Labeled-object pointing entries:

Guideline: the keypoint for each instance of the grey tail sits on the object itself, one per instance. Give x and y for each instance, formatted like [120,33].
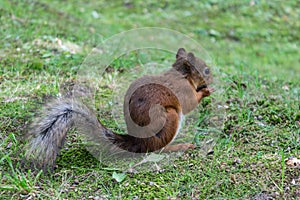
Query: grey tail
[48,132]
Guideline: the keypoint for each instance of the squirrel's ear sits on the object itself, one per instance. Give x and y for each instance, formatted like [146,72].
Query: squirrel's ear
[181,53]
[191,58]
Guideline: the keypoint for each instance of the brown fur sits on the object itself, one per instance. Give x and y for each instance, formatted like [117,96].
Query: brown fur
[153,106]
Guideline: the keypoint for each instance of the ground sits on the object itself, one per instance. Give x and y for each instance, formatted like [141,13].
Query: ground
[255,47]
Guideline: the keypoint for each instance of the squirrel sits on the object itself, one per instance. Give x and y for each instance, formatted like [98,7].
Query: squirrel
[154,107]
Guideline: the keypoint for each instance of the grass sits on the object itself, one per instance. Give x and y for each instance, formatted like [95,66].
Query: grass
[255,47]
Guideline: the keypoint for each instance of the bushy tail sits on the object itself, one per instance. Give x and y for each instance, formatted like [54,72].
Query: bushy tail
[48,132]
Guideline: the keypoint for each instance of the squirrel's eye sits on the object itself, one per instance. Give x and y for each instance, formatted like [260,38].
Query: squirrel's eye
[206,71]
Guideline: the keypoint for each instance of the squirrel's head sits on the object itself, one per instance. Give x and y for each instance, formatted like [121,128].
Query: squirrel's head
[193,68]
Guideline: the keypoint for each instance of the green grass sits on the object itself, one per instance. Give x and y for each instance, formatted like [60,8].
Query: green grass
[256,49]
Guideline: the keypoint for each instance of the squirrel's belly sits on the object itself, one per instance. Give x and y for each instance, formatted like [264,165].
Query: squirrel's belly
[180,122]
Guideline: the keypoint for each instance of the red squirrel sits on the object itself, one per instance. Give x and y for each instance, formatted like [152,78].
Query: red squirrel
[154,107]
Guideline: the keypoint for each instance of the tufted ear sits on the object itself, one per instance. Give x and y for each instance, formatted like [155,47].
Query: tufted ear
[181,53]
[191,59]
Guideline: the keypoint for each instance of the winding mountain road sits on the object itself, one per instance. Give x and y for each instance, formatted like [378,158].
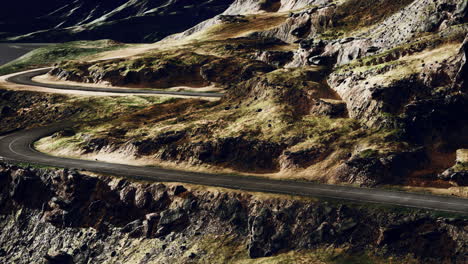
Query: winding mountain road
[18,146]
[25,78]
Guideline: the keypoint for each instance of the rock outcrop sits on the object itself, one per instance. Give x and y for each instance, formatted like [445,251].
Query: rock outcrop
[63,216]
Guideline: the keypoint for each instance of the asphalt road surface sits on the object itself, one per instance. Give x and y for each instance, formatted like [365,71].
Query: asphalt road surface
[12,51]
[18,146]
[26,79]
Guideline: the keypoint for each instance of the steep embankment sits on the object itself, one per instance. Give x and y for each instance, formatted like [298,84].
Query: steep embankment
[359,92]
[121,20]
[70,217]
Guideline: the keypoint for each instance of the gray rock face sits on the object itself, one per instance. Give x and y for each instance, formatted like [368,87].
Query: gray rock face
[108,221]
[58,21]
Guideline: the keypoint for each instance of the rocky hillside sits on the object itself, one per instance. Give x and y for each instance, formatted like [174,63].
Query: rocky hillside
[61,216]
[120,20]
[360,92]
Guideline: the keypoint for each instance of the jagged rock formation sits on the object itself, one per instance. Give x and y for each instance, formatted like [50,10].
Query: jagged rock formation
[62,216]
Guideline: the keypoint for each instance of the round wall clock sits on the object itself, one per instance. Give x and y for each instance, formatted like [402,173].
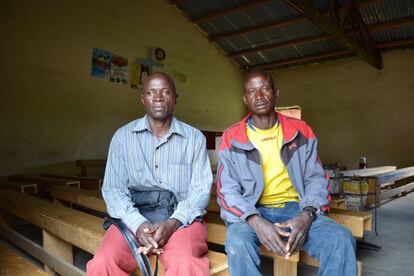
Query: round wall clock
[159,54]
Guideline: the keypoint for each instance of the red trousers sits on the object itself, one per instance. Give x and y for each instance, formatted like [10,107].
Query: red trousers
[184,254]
...
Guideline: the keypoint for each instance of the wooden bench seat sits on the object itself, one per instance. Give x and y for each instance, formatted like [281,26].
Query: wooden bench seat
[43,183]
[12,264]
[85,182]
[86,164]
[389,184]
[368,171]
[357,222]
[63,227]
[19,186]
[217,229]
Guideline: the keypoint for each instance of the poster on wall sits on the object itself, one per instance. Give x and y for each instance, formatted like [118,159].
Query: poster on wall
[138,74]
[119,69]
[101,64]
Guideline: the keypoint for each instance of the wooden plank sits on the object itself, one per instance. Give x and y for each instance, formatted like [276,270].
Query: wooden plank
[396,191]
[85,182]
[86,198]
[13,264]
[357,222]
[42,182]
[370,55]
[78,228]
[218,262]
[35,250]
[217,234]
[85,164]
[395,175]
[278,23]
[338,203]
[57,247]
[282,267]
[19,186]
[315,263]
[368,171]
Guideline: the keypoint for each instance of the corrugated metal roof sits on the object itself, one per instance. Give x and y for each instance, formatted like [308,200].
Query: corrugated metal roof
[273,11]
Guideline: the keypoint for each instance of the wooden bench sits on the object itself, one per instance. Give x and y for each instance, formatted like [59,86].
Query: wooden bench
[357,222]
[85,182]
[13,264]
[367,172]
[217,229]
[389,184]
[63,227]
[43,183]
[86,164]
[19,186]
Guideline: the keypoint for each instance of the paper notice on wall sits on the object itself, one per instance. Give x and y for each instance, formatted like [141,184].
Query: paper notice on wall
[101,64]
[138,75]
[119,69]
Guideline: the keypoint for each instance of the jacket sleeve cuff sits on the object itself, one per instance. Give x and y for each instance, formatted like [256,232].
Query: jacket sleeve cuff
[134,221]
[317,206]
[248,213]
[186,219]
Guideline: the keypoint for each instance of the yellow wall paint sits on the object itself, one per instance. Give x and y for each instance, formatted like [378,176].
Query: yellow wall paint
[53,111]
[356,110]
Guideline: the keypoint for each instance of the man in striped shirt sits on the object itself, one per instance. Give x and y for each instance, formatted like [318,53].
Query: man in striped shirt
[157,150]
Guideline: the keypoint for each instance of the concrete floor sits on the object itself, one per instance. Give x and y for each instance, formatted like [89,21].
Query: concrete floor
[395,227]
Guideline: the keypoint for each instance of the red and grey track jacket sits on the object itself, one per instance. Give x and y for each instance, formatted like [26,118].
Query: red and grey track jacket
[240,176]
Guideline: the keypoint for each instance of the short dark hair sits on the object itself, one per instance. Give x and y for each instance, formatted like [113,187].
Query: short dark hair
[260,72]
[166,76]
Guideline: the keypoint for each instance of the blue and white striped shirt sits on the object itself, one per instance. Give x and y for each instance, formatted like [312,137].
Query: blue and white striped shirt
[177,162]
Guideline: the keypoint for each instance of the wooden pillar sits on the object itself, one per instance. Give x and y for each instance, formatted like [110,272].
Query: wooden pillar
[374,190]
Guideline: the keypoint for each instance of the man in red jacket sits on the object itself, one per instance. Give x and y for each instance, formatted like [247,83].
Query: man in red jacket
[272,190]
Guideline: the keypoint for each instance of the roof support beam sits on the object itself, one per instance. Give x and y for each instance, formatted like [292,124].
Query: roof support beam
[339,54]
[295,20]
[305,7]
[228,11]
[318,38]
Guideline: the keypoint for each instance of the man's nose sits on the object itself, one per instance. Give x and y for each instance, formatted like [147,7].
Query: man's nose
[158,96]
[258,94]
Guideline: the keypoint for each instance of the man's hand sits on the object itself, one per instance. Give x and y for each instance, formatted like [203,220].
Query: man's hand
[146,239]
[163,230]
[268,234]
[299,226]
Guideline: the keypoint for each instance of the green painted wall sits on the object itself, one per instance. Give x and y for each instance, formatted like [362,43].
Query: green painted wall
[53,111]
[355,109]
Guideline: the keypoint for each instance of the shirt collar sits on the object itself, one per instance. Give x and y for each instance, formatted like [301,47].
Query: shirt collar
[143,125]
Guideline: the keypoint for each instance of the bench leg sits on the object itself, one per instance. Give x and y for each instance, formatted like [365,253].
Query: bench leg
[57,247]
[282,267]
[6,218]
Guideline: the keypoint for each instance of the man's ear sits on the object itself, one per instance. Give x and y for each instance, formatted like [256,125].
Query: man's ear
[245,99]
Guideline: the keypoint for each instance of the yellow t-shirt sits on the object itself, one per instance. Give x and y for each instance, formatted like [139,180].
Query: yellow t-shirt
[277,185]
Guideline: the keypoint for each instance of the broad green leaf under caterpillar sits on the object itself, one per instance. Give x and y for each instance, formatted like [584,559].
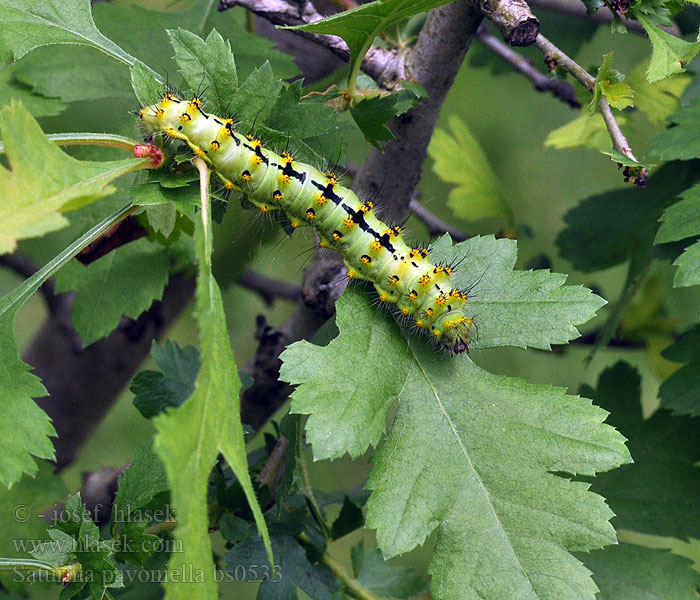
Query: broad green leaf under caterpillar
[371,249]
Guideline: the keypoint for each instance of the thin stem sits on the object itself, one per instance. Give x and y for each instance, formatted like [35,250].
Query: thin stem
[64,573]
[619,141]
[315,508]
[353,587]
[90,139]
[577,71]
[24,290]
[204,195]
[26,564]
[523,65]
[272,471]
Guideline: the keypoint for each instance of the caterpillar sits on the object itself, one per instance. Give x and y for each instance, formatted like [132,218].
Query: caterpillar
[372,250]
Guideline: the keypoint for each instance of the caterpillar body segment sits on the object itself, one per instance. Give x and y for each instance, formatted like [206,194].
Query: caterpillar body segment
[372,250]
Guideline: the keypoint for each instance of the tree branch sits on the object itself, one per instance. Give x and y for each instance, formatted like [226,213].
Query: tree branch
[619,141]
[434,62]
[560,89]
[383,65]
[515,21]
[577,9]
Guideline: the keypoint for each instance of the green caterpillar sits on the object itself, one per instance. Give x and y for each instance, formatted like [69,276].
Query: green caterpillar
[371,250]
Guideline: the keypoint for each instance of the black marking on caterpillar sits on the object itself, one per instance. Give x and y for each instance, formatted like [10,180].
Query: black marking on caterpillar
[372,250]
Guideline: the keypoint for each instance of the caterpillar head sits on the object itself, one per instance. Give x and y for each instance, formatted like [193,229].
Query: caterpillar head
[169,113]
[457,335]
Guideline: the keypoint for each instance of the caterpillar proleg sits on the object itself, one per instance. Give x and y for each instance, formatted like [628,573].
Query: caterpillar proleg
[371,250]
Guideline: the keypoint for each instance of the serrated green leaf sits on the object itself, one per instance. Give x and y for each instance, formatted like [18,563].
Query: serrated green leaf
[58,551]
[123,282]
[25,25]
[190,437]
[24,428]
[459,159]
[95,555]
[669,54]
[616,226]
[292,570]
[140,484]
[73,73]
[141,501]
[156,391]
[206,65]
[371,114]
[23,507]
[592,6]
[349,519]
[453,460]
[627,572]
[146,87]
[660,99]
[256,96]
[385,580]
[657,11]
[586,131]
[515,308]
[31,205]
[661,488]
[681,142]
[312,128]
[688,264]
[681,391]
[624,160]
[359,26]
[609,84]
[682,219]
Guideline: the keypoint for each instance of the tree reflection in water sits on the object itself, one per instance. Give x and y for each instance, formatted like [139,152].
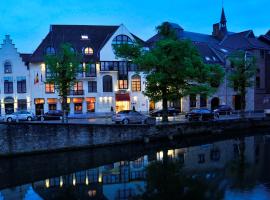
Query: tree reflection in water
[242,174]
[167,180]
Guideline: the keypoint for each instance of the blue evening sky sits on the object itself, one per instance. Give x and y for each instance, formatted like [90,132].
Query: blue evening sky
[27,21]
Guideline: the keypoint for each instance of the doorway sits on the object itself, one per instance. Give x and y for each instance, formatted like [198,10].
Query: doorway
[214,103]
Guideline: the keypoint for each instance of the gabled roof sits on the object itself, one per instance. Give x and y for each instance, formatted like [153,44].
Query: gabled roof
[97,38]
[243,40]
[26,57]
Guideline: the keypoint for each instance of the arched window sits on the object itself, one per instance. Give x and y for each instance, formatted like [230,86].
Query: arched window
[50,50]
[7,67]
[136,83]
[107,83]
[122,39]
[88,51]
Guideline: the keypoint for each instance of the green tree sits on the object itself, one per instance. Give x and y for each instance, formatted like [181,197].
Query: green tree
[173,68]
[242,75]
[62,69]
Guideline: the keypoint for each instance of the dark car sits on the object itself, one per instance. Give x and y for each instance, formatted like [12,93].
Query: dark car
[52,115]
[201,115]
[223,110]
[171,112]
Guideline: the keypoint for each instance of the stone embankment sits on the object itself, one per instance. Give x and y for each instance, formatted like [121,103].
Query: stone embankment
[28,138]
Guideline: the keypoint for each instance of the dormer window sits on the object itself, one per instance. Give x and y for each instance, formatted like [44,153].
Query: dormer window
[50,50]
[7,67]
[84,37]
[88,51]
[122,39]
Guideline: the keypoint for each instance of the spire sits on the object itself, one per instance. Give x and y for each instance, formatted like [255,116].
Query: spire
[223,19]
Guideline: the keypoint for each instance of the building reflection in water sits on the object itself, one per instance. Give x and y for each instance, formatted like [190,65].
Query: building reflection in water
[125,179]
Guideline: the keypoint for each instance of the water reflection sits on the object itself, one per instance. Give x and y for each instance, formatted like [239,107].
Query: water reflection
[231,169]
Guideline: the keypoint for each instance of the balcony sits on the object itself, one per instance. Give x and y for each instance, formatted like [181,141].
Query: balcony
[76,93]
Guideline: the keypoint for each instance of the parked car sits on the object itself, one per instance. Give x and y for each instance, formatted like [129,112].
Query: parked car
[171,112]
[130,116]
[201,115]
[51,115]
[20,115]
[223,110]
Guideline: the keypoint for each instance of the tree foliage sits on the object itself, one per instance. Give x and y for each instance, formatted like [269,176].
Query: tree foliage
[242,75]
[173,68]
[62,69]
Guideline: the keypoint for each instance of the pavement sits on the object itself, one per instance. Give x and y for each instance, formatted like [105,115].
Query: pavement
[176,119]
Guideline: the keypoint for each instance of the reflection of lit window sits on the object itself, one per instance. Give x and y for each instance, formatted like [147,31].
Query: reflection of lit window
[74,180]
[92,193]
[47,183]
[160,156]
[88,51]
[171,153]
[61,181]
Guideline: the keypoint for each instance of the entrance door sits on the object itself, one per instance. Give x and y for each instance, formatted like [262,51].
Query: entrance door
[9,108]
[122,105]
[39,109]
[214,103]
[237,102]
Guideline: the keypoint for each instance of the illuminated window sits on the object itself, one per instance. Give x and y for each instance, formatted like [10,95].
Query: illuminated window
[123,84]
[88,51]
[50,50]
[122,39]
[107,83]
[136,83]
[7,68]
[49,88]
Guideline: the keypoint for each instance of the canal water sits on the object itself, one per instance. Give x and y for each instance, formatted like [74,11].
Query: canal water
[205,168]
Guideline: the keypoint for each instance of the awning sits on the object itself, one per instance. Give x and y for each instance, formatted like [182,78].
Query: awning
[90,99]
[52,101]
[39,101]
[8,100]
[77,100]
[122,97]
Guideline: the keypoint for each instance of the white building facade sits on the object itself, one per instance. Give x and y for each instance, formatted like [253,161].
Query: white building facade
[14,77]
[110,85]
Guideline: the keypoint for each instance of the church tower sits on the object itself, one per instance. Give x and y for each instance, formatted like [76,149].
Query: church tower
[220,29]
...
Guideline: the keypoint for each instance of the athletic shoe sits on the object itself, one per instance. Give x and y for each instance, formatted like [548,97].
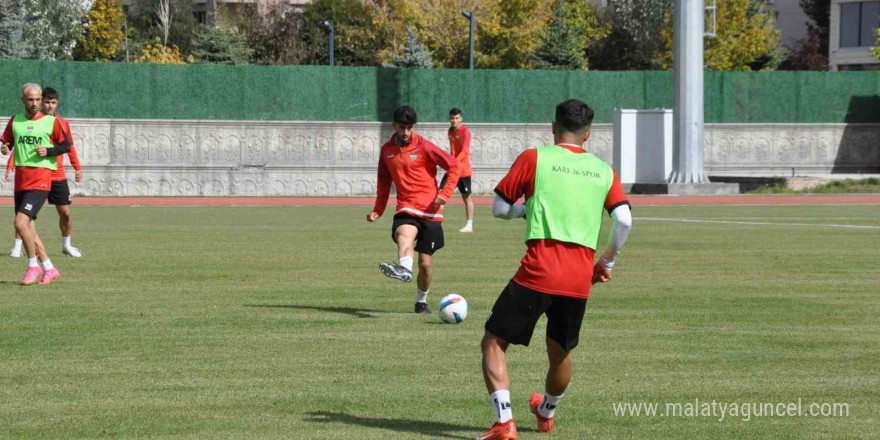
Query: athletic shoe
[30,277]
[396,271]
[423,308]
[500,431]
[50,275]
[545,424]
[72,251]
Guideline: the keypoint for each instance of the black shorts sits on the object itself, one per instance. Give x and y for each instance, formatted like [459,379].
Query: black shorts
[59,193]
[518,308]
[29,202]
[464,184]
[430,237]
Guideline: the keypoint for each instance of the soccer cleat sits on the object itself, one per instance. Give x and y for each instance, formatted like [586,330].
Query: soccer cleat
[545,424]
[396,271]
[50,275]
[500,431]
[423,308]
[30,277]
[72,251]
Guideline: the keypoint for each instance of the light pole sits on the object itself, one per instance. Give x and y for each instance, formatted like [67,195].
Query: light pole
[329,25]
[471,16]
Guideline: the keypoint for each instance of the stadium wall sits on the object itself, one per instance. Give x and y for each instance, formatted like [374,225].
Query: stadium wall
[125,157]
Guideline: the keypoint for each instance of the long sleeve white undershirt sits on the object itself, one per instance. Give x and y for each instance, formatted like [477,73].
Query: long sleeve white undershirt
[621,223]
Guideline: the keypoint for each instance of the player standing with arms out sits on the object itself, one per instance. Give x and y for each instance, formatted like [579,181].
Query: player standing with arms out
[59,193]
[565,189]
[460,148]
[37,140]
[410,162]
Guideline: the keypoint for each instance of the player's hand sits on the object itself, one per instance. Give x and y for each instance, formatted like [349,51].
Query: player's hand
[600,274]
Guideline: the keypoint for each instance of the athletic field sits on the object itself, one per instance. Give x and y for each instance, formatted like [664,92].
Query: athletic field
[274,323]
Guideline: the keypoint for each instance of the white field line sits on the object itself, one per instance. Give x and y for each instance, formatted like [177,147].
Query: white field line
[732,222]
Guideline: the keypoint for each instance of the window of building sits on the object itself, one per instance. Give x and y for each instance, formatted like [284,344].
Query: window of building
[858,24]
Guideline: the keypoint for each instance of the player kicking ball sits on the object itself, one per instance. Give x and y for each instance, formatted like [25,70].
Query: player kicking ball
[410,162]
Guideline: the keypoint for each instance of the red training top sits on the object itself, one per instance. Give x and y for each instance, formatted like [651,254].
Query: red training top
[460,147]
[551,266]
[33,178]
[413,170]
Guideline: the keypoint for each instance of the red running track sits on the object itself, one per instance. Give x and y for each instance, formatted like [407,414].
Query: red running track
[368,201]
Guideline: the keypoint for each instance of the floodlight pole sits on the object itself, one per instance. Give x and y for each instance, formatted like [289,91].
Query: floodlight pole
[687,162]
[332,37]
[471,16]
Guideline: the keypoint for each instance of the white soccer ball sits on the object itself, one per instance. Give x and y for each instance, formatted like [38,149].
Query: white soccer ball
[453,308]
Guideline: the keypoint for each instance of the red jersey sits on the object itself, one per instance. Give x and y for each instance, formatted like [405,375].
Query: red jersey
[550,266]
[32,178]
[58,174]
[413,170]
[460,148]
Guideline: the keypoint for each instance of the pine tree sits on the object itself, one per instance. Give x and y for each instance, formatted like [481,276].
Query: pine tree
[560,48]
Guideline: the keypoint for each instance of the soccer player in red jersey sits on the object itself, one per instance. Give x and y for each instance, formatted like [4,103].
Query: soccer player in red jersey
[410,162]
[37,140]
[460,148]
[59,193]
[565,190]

WHAT YOU SHOULD DO: How many lines of the material above contain the string "poster"? Case counts; reply with the number alone.

SOLUTION: 2